**À FAIRE**
• a. Répondez aux questions suivantes à partir du texte fourni :
(i) D'après la citation parue dans Le Matin du 4 juillet 2002, quel pourcentage des massacres du GIA serait parti des services secrets algériens ?
(ii) Selon El Watan du 02/07/02, pendant combien de jours le procès devait-il servir de tribune ?
(iii) D'après Le Quotidien d'Oran du 18/07/02, qu'est-il arrivé au procès ?
• b. Recopiez, s'il vous plaît, le passage du texte fourni qui commence par « D'autres quotidiens regrettent » et se poursuit jusqu'à « lourd de signification. ».

**TEXTE FOURNI**
========================================================================
JOSE GARCON : Le statu quo n'est pas tenable

Tout ce qu' écrit la presse algérienne:

« Mme José Garçon, (.) tonne : « Le statu quo n'est pas tenable. » (.) « Les revendications du GIA me font sourire. 70 % des massacres du GIA sont partis des services secrets algériens ». (Le Matin du 4 juillet 2002)
« José Garçon (.) raconte qu'elle a eu une « découverte brutale du pouvoir algérien » (.) [sa nature] est avant tout « violente et sauvage ». (.) Elle a même suggéré [de] « laisser le FIS gouverner et intervenir après s'il le faut ». (.) [sur la revendication du GIA] José Garçon dira : « Cela me fait sourire. » » (Le Soir d'Algerie, 4 juillet 2002)

LE PROCES

Dès l'ouverture du procès des journaux indiquent qu'il « sera pendant cinq jours une tribune pour un débat contradictoire sur l'Algérie de ces dix dernières années ». (El Watan du 02/07/02) ; un « procès d'ores et déjà politique » (Le Matin du 01/07/02) , « un procès extraordinaire » (Liberté du 02/07/02) , où « l'Algérie défend l'honneur de son armée » D'ailleurs « une victoire de Nezzar, de l'Armée algérienne donc [Donc !] (.) constituerait une charge symbolique inouïe » (Le Quotidien d'Oran du 04/07/02)
Le 02 juillet Le Soir d'Algérie trouve que ce procès est celui du « "qui-tue-qui" (.), une affaire hautement politique (.) un autre combat contre le terrorisme » mais il trouve aussi - le même jour - qu'il est « une grande supercherie ». Le Matin du même jour approuve : « un pamphlet contre la souveraineté de l'Etat ».
D'autres quotidiens regrettent que le procès se déroule en France. « Un procès algéro-algérien tenu dans la capitale française » (Liberté du 01/07/02), « L'Algérie se met en procès chez l'ancien colonisateur » (Le Quotidien d'Oran du 04/07/02). Sur cette question la presse est restée timorée lorsqu'on se rappelle la quantité d'articles, les volées de bois verts, les « fleuves » d'encre noire qui ont suivi les demandes de l'opposition pour que des observateurs de l'ONU enquêtent sur la situation dramatique du pays et d'en fixer les responsabilités ce qui est moins grave que de « se mettre en procès chez l'ancien colonisateur ». Ce silence est aujourd'hui lourd de signification.
Après le procès, Horizons écrit (08/07/02) : « Le procès (.) cette "scène d'exorcisme" (.) se meut inexorablement en procès d'une vision aliénante et légitimante du terrorisme. Au banc des accusés : l'alliance contre nature de feu Sant'Egidio. », tandis que pour le Quotidien d'Oran (18/07/02) le procès « a été irréversiblement dévié »
========================================================================
**JEU DE DONNÉES**
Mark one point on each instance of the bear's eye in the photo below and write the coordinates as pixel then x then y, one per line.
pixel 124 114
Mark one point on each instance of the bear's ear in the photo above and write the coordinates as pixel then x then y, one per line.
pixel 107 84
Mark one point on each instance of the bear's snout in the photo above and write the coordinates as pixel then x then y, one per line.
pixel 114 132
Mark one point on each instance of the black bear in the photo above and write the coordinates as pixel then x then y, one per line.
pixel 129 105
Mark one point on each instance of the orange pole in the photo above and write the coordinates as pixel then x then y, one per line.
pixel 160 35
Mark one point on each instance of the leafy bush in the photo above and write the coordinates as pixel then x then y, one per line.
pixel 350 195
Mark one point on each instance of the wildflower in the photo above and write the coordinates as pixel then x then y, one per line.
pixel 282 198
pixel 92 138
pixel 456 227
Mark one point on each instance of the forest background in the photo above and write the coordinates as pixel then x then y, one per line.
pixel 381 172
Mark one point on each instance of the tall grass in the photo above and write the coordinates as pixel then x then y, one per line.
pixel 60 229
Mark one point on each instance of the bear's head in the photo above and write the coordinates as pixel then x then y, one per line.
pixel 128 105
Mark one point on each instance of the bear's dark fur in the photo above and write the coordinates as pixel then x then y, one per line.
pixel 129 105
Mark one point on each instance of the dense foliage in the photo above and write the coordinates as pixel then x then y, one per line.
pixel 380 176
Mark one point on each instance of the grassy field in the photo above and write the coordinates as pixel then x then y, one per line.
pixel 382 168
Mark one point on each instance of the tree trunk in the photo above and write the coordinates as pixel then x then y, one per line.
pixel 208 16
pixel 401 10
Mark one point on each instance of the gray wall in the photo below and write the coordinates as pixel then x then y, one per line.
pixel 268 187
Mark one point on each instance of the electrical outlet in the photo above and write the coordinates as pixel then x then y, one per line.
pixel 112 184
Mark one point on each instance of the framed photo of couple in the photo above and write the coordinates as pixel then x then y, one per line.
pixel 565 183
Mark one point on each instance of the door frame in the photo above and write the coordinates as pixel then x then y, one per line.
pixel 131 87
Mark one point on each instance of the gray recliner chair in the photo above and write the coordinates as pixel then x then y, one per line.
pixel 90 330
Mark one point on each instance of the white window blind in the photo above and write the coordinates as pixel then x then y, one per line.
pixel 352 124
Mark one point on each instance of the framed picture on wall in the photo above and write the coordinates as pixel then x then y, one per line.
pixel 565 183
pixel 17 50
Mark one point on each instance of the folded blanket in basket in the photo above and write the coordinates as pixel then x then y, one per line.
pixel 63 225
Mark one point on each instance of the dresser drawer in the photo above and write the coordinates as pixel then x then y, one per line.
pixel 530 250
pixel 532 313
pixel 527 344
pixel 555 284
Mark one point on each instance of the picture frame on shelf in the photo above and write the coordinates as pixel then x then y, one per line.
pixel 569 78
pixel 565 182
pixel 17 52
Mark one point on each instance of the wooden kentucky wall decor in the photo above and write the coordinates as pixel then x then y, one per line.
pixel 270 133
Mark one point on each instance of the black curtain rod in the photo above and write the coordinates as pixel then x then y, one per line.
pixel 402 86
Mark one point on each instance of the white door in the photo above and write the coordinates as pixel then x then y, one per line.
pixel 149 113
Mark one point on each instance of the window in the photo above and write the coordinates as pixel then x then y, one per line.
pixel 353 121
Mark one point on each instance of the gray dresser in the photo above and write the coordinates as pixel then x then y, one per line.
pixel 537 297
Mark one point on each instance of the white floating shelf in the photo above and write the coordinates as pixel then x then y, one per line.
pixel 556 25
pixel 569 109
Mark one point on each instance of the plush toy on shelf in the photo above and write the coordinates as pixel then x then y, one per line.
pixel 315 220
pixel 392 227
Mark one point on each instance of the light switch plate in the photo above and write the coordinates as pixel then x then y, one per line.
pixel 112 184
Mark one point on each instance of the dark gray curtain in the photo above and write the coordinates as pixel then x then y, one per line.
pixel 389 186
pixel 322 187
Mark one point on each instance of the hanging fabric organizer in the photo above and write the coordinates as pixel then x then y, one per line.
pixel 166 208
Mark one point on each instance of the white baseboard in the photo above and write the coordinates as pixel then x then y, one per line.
========================================================================
**RÉSULTATS ATTENDUS**
• a.
(i) 70 %
(ii) Cinq jours
(iii) Il « a été irréversiblement dévié ».

• b.
D'autres quotidiens regrettent que le procès se déroule en France. « Un procès algéro-algérien tenu dans la capitale française » (Liberté du 01/07/02), « L'Algérie se met en procès chez l'ancien colonisateur » (Le Quotidien d'Oran du 04/07/02). Sur cette question la presse est restée timorée lorsqu'on se rappelle la quantité d'articles, les volées de bois verts, les « fleuves » d'encre noire qui ont suivi les demandes de l'opposition pour que des observateurs de l'ONU enquêtent sur la situation dramatique du pays et d'en fixer les responsabilités ce qui est moins grave que de « se mettre en procès chez l'ancien colonisateur ». Ce silence est aujourd'hui lourd de signification.